→ What needs to be done
Go through the data and copy every line in which "cross" appears.

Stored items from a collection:
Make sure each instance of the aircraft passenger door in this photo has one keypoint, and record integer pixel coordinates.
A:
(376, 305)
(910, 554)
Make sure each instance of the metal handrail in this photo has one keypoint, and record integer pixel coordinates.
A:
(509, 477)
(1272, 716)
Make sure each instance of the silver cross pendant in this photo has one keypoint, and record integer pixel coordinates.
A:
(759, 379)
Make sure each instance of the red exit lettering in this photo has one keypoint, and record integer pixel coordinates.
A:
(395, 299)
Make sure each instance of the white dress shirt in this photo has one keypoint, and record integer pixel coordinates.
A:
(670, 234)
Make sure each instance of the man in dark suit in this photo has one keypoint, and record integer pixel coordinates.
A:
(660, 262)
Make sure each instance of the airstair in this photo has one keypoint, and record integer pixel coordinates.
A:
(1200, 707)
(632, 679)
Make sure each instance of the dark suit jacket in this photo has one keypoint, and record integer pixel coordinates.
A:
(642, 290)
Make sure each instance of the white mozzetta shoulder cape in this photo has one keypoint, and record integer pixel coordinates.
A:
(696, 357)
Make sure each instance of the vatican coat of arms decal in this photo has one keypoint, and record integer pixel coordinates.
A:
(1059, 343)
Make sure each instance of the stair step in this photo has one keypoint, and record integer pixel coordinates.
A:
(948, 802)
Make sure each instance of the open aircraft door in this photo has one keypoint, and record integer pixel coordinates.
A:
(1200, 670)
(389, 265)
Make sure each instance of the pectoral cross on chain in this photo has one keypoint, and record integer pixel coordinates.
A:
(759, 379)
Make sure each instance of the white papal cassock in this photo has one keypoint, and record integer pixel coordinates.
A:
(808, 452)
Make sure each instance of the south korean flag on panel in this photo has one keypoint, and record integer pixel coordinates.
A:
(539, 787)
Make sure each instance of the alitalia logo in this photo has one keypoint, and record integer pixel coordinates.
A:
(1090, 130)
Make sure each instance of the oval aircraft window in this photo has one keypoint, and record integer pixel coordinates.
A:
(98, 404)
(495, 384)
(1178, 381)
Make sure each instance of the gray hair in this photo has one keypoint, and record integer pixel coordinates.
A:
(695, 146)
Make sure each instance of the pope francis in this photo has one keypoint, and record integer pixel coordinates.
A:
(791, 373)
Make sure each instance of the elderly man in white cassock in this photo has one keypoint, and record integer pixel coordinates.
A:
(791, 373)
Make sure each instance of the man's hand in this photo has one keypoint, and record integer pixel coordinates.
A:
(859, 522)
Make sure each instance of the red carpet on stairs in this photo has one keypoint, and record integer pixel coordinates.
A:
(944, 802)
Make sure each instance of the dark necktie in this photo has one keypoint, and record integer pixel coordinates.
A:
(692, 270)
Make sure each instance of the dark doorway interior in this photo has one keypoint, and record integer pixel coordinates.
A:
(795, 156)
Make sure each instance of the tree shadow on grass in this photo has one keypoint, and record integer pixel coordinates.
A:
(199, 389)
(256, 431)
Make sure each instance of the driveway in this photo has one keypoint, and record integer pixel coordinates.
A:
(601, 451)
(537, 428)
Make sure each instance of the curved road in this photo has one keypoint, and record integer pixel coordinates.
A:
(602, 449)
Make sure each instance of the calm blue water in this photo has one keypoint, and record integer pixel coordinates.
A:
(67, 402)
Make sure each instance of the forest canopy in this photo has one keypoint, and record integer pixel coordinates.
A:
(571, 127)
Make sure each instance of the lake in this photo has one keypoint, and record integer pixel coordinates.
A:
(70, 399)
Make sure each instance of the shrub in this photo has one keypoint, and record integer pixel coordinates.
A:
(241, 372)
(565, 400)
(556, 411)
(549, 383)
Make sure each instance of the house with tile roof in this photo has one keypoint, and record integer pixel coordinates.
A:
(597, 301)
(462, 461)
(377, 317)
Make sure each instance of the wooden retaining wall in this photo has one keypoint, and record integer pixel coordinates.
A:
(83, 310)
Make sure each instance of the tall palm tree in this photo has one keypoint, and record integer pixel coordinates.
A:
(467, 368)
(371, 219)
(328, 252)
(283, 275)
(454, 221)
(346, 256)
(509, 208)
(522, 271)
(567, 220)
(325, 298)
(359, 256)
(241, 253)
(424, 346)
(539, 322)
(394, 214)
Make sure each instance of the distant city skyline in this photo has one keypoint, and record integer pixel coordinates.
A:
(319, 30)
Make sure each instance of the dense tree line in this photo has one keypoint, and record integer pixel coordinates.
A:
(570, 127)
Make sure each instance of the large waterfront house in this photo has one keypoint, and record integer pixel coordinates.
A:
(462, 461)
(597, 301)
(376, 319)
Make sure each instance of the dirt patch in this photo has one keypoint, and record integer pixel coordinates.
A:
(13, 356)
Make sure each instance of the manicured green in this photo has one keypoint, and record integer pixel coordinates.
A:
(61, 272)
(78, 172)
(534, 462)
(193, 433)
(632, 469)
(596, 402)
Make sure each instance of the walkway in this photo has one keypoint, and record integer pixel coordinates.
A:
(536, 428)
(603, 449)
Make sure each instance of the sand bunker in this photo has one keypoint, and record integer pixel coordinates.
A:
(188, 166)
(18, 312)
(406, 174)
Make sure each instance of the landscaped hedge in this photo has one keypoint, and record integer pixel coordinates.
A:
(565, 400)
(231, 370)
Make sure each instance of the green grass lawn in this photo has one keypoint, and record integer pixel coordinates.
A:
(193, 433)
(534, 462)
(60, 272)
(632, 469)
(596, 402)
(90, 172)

→ Exercise solution
Make sure each instance of the silver cross pendant in this photo has one keypoint, and record integer pixel coordinates.
Make sure each instance of the pectoral cross on chain in this photo has one keypoint, and record integer pixel coordinates.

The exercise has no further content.